» **Aim of the exercise**: Quote the records below word for word, from the line containing "[outline] bridge parapet" through the end of the records, and leave the pictures out of your answer.

[Begin Excerpted records]

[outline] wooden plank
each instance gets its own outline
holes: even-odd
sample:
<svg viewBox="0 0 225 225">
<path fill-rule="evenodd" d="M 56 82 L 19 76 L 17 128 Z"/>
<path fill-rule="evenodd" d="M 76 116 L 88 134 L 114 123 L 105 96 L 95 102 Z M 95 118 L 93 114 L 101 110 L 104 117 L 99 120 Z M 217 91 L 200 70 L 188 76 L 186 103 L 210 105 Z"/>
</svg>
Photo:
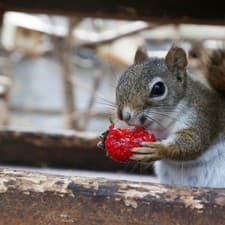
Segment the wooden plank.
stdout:
<svg viewBox="0 0 225 225">
<path fill-rule="evenodd" d="M 225 189 L 0 170 L 0 225 L 222 225 Z"/>
<path fill-rule="evenodd" d="M 88 132 L 0 130 L 0 164 L 76 168 L 94 171 L 150 173 L 151 168 L 117 163 L 97 148 L 98 136 Z"/>
<path fill-rule="evenodd" d="M 223 1 L 186 0 L 1 0 L 4 10 L 88 17 L 144 19 L 160 23 L 225 24 Z M 0 7 L 1 8 L 1 7 Z"/>
</svg>

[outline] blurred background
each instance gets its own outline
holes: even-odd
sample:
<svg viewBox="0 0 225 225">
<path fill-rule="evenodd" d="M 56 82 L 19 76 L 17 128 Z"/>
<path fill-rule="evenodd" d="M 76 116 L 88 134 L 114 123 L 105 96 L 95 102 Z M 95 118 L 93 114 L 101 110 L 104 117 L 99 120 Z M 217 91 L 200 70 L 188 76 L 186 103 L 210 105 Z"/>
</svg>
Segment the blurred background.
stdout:
<svg viewBox="0 0 225 225">
<path fill-rule="evenodd" d="M 65 10 L 68 15 L 14 12 L 1 10 L 0 1 L 0 165 L 142 173 L 96 147 L 114 116 L 117 79 L 139 46 L 164 57 L 172 44 L 187 51 L 189 69 L 201 79 L 202 51 L 225 46 L 224 19 L 216 18 L 222 11 L 213 14 L 216 20 L 197 13 L 202 20 L 195 23 L 192 14 L 179 20 L 180 11 L 175 20 L 173 14 L 151 20 L 143 11 L 148 19 L 140 20 L 130 8 L 119 19 Z"/>
<path fill-rule="evenodd" d="M 179 42 L 201 70 L 200 50 L 223 47 L 225 28 L 5 12 L 0 40 L 1 126 L 98 134 L 138 46 L 163 57 Z"/>
</svg>

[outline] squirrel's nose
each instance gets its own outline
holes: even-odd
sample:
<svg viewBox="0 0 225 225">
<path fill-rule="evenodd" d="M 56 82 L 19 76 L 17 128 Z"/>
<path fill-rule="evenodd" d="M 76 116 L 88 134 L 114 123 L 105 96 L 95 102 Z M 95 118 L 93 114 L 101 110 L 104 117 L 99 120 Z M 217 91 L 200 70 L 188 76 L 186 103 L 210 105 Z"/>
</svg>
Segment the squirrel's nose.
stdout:
<svg viewBox="0 0 225 225">
<path fill-rule="evenodd" d="M 130 119 L 131 119 L 131 113 L 130 112 L 127 112 L 127 111 L 122 111 L 122 110 L 118 110 L 117 111 L 117 114 L 118 114 L 118 118 L 120 120 L 123 120 L 125 122 L 128 122 Z"/>
<path fill-rule="evenodd" d="M 131 114 L 129 112 L 126 112 L 123 115 L 123 120 L 126 121 L 126 122 L 128 122 L 130 119 L 131 119 Z"/>
</svg>

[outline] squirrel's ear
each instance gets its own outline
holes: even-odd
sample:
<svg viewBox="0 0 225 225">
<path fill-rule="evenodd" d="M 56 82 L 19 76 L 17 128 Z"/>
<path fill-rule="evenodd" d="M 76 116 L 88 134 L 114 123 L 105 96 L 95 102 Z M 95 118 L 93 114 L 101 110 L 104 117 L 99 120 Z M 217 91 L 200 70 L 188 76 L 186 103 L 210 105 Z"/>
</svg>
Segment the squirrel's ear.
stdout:
<svg viewBox="0 0 225 225">
<path fill-rule="evenodd" d="M 134 63 L 138 63 L 138 62 L 143 61 L 147 58 L 148 58 L 147 50 L 143 47 L 139 47 L 136 50 L 136 53 L 135 53 Z"/>
<path fill-rule="evenodd" d="M 187 66 L 187 55 L 182 48 L 172 47 L 166 55 L 169 70 L 184 70 Z"/>
</svg>

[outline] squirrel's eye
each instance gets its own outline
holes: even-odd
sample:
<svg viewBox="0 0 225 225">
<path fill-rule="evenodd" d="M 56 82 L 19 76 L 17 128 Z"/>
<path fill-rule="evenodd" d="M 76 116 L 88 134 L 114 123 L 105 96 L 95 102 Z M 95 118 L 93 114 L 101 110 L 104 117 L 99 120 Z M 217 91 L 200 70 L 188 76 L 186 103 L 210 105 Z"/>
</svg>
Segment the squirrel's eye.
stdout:
<svg viewBox="0 0 225 225">
<path fill-rule="evenodd" d="M 150 92 L 150 97 L 160 97 L 165 94 L 166 87 L 162 81 L 156 82 Z"/>
</svg>

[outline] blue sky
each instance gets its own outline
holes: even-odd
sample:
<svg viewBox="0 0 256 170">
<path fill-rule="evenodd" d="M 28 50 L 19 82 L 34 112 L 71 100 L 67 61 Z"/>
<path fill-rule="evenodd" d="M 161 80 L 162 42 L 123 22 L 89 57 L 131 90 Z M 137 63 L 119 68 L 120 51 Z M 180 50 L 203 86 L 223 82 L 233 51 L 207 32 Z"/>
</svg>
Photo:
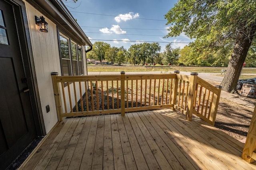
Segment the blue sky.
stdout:
<svg viewBox="0 0 256 170">
<path fill-rule="evenodd" d="M 130 41 L 160 41 L 173 42 L 174 48 L 182 49 L 188 44 L 178 43 L 192 41 L 184 34 L 163 38 L 167 34 L 168 27 L 164 15 L 176 2 L 170 0 L 78 0 L 76 3 L 64 4 L 93 43 L 95 41 L 93 39 L 110 40 L 102 41 L 111 46 L 124 46 L 128 50 L 132 44 L 142 43 Z M 162 52 L 167 43 L 160 44 Z"/>
</svg>

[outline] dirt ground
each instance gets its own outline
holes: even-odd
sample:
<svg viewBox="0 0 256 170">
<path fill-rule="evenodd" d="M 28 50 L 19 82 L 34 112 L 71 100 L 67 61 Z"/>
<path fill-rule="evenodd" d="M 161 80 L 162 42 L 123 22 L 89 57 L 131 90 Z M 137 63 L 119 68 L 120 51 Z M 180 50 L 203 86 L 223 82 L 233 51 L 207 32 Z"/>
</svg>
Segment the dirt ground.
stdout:
<svg viewBox="0 0 256 170">
<path fill-rule="evenodd" d="M 211 81 L 209 82 L 214 85 L 218 85 L 219 83 L 219 82 Z M 101 108 L 102 98 L 100 93 L 99 96 L 99 105 L 100 109 L 102 109 L 102 108 Z M 91 100 L 90 98 L 90 97 L 89 96 L 89 101 Z M 108 100 L 109 101 L 110 108 L 112 109 L 112 98 L 109 97 L 109 98 L 107 99 L 106 96 L 104 96 L 104 109 L 108 109 L 106 105 L 106 101 Z M 115 103 L 116 102 L 116 101 L 115 101 L 116 99 L 116 98 L 114 98 Z M 250 98 L 248 99 L 254 102 L 256 101 L 255 99 Z M 97 104 L 95 102 L 97 100 L 97 99 L 95 96 L 94 97 L 94 107 L 96 108 Z M 119 104 L 120 104 L 120 102 L 121 101 L 119 101 Z M 140 104 L 139 103 L 138 104 L 140 105 Z M 129 103 L 129 106 L 130 107 L 131 105 L 131 103 Z M 85 104 L 84 106 L 85 105 Z M 91 110 L 92 105 L 89 105 L 90 110 Z M 142 105 L 144 104 L 142 104 Z M 135 104 L 134 104 L 134 106 L 135 106 Z M 115 104 L 114 107 L 115 108 L 117 108 L 116 104 Z M 119 106 L 119 108 L 120 107 L 120 105 Z M 84 109 L 86 109 L 84 108 Z M 253 109 L 253 108 L 248 107 L 246 106 L 239 104 L 237 103 L 221 98 L 219 103 L 215 126 L 239 141 L 244 139 L 246 137 Z"/>
<path fill-rule="evenodd" d="M 214 85 L 219 84 L 211 81 L 209 82 Z M 250 98 L 246 99 L 252 102 L 256 101 L 255 99 Z M 239 141 L 245 139 L 249 129 L 253 110 L 253 108 L 221 98 L 214 126 Z"/>
</svg>

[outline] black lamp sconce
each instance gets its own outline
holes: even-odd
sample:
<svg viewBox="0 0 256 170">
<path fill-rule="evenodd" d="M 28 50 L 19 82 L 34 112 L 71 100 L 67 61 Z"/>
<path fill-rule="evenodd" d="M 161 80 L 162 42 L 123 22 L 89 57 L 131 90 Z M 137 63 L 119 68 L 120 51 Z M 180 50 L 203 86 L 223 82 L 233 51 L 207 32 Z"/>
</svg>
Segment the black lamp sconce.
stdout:
<svg viewBox="0 0 256 170">
<path fill-rule="evenodd" d="M 39 26 L 39 31 L 42 32 L 48 32 L 48 23 L 45 21 L 43 16 L 41 16 L 40 18 L 35 16 L 36 24 Z"/>
</svg>

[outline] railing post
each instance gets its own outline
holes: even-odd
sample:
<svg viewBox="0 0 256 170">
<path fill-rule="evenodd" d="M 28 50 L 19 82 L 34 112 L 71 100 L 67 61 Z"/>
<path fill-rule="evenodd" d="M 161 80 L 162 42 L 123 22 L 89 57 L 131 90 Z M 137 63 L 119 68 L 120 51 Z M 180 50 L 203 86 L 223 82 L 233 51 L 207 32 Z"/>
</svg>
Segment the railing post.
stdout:
<svg viewBox="0 0 256 170">
<path fill-rule="evenodd" d="M 124 115 L 125 113 L 125 100 L 124 98 L 125 90 L 124 90 L 124 75 L 125 72 L 121 72 L 121 115 L 122 116 Z M 127 99 L 128 100 L 128 99 Z"/>
<path fill-rule="evenodd" d="M 212 122 L 212 125 L 213 126 L 214 126 L 214 123 L 215 123 L 217 110 L 218 109 L 219 101 L 220 101 L 220 92 L 221 92 L 221 89 L 222 86 L 216 86 L 215 87 L 218 88 L 218 94 L 214 94 L 213 95 L 213 98 L 212 99 L 212 104 L 210 114 L 209 117 L 209 120 Z"/>
<path fill-rule="evenodd" d="M 53 72 L 51 73 L 52 75 L 52 86 L 53 87 L 53 92 L 54 94 L 54 98 L 55 99 L 55 104 L 56 105 L 56 109 L 57 110 L 57 115 L 58 119 L 59 121 L 63 120 L 61 114 L 63 113 L 62 107 L 61 106 L 61 99 L 60 98 L 60 86 L 57 82 L 57 76 L 58 73 Z M 64 90 L 64 89 L 63 89 Z"/>
<path fill-rule="evenodd" d="M 249 163 L 256 160 L 256 105 L 248 131 L 242 158 Z"/>
<path fill-rule="evenodd" d="M 193 111 L 194 110 L 194 104 L 196 96 L 196 83 L 197 82 L 197 72 L 192 72 L 190 74 L 190 80 L 189 85 L 189 92 L 188 94 L 188 107 L 186 114 L 187 120 L 192 120 Z"/>
<path fill-rule="evenodd" d="M 174 72 L 176 74 L 180 74 L 180 71 L 178 70 L 175 70 Z M 178 81 L 179 80 L 178 79 L 177 76 L 176 76 L 176 78 L 174 80 L 174 81 L 173 82 L 174 86 L 173 87 L 173 91 L 172 91 L 172 104 L 173 105 L 173 106 L 172 107 L 172 110 L 175 110 L 174 105 L 176 104 L 176 102 L 177 101 L 177 92 L 178 92 Z"/>
</svg>

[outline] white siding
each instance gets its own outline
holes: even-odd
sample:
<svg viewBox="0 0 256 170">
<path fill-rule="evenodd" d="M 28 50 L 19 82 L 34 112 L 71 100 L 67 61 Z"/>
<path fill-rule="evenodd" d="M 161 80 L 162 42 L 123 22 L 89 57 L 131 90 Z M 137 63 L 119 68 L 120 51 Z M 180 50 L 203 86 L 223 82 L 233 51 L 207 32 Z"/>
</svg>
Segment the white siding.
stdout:
<svg viewBox="0 0 256 170">
<path fill-rule="evenodd" d="M 58 121 L 51 72 L 61 74 L 56 25 L 47 18 L 48 32 L 40 32 L 35 23 L 35 16 L 43 15 L 25 2 L 42 111 L 46 133 Z M 46 113 L 49 105 L 50 111 Z"/>
</svg>

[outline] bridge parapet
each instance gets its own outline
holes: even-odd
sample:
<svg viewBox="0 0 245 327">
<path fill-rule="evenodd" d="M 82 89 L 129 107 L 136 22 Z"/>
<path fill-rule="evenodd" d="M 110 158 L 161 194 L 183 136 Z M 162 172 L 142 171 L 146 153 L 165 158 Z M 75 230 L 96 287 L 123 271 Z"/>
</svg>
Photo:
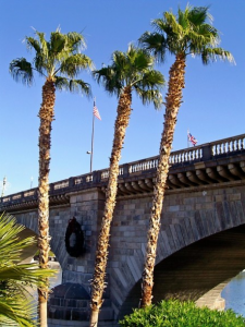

[End Excerpted records]

» **Answer to this problem**:
[outline] bridge parapet
each instance gets its own outline
holes: even-odd
sample:
<svg viewBox="0 0 245 327">
<path fill-rule="evenodd" d="M 82 89 L 129 107 L 136 22 Z"/>
<path fill-rule="evenodd" d="M 110 158 L 161 194 L 183 136 Z M 162 172 L 142 171 L 146 153 L 165 158 Z M 75 230 L 96 287 L 123 271 Z"/>
</svg>
Photo:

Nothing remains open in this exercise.